# Balance Training System For Horses



## nrhareiner (Jan 11, 2009)

Just anouther way to get a quick fix and get people to spend money. There is no substitute for good training and taking your time and doing it correctly.


----------



## IvySteele (Feb 8, 2011)

nrhareiner said:


> Just anouther way to get a quick fix and get people to spend money. There is no substitute for good training and taking your time and doing it correctly.


Sorry, maybe I should have explained more. I'm not looking at this product as a quick fix but more of an aid to help my horse understand what I'm looking for. I intended to use this as a training aid not as a training regimen.


----------



## nrhareiner (Jan 11, 2009)

Still comes down to the same thing.


----------



## Kayty (Sep 8, 2009)

Ok, what do you want this product for? Are you wanting your horse to 'arch' it's neck, or are you more concerned about how it is working through it's whole body - forward, engaged and through the back?

If you're looking at just getting a 'headset' (the product name of the above link makes me cringe) then don't bother. Learn how to help the use use it's body in order to come 'through' to the bridle, THEN your 'headset' will come.

**What is required:** Please copy the part of the thread that opens with the words containing "# Balance Training" and closes with "(Feb 8, 2011)", changing "quick fix" to "shortcut". Rely only on the thread above.

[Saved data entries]
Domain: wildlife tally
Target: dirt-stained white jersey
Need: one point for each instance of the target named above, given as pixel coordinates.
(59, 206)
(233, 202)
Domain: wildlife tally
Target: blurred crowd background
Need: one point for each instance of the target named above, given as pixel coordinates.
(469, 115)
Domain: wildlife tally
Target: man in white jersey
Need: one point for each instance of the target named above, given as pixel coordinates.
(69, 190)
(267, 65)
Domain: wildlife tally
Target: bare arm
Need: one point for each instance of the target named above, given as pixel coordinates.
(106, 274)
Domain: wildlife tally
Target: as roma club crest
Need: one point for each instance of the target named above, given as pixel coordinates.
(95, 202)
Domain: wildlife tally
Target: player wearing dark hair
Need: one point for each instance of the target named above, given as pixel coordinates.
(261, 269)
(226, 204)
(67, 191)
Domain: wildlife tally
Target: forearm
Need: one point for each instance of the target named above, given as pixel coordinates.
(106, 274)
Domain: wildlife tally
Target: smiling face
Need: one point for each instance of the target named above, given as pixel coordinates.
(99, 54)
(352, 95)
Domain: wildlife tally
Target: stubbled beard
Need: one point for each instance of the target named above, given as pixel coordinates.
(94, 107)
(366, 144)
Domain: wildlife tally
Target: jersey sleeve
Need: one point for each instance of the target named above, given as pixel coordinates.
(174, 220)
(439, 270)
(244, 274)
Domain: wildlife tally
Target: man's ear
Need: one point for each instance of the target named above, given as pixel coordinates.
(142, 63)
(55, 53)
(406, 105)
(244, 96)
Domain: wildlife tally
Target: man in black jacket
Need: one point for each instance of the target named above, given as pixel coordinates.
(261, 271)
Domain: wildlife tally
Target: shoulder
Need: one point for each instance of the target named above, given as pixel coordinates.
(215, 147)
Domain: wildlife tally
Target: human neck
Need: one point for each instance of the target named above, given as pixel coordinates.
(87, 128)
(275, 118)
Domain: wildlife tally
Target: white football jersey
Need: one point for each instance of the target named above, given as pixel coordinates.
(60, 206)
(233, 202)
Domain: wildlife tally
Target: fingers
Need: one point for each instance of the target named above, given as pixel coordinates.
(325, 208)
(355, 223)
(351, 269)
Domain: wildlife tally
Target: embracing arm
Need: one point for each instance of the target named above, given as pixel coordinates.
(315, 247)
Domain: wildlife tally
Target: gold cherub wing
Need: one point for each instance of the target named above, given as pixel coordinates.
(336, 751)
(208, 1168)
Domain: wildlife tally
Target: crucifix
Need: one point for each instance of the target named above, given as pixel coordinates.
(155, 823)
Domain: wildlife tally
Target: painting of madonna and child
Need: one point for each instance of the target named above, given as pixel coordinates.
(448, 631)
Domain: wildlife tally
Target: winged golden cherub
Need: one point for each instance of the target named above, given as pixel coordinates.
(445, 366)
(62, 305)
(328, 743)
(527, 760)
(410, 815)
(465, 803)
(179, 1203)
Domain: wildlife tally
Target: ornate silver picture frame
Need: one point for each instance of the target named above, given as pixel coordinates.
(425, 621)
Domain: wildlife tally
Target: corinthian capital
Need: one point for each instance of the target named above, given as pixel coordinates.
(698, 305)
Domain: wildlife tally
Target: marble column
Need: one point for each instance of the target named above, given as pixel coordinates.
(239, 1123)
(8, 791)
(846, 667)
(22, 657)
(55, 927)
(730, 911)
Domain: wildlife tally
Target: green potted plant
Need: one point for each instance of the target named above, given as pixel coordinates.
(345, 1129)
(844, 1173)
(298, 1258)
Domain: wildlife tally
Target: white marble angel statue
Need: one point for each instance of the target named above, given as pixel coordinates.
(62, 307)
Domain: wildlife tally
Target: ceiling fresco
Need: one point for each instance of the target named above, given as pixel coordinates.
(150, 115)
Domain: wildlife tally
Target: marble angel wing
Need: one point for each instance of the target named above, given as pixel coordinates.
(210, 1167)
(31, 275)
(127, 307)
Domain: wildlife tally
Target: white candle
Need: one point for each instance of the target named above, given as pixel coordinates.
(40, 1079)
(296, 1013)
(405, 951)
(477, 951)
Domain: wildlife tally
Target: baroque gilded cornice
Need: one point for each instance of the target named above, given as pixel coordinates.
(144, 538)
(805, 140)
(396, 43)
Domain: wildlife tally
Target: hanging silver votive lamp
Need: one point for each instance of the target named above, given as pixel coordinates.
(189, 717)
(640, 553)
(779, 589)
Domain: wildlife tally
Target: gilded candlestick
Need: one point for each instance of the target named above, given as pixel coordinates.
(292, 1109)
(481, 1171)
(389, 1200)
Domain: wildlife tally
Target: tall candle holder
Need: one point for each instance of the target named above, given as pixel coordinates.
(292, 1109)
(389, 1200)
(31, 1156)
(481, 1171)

**Output for this task:**
# Balance Training System For Horses



## nrhareiner (Jan 11, 2009)

Just anouther way to get a shortcut and get people to spend money. There is no substitute for good training and taking your time and doing it correctly.


----------



## IvySteele (Feb 8, 2011)